» **Extract**
▬▬▬▬▬▬

During the 12-month follow-up, 154 patients (25.41%) experienced MACE, including 138 HF rehospitalization (22.48%) and 18 CV death (2.93%) (Table 1). Patients in Quartile 4 (highest TG/HDL-C ratio) had the highest MACE incidence (40.38%), significantly exceeding the rates observed in Quartiles 1–3 (P < 0.001). Compared to those who did not experience these events, patients in the MACE, HF rehospitalization, and CV death groups exhibited higher TG/HDL-C ratios (Additional file 1: Table S1; Additional file 2: Table S2; Additional file 3: Table S3).

▬▬▬▬▬▬

(Saved entries)
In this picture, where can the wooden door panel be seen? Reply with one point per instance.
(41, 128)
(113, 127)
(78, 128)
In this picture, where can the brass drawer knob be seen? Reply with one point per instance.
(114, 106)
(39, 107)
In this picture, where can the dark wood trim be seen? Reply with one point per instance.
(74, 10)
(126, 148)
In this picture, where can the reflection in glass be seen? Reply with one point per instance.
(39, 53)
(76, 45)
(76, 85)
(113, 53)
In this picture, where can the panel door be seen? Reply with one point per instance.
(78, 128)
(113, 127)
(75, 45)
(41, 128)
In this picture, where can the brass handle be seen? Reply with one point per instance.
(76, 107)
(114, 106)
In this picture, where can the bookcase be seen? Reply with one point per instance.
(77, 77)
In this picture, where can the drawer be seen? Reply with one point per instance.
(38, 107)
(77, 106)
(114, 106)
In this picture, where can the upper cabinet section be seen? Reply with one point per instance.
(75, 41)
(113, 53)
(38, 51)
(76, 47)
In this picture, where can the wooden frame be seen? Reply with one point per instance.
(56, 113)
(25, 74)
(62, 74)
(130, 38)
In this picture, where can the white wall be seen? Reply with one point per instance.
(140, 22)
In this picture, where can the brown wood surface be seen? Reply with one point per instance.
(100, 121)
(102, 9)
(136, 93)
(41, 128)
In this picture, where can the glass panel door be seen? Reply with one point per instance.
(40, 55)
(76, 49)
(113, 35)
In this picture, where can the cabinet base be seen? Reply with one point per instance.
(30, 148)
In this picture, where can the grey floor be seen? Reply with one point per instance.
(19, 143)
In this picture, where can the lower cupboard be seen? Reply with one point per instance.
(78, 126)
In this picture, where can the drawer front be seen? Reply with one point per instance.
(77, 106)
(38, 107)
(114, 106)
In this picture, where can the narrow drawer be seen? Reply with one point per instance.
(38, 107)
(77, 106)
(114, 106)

▬▬▬▬▬▬

» **Task requirements**
Answer these questions from the passage on follow-up outcomes above:
(a) How long was the follow-up period?
(b) Which quartile had the highest MACE incidence, and what was that incidence?
(c) Which groups showed higher TG/HDL-C ratios than patients who did not experience these events?

» **Solution**
(a) 12 months.
(b) Quartile 4 (highest TG/HDL-C ratio), with an incidence of 40.38%.
(c) The MACE, HF rehospitalization, and CV death groups.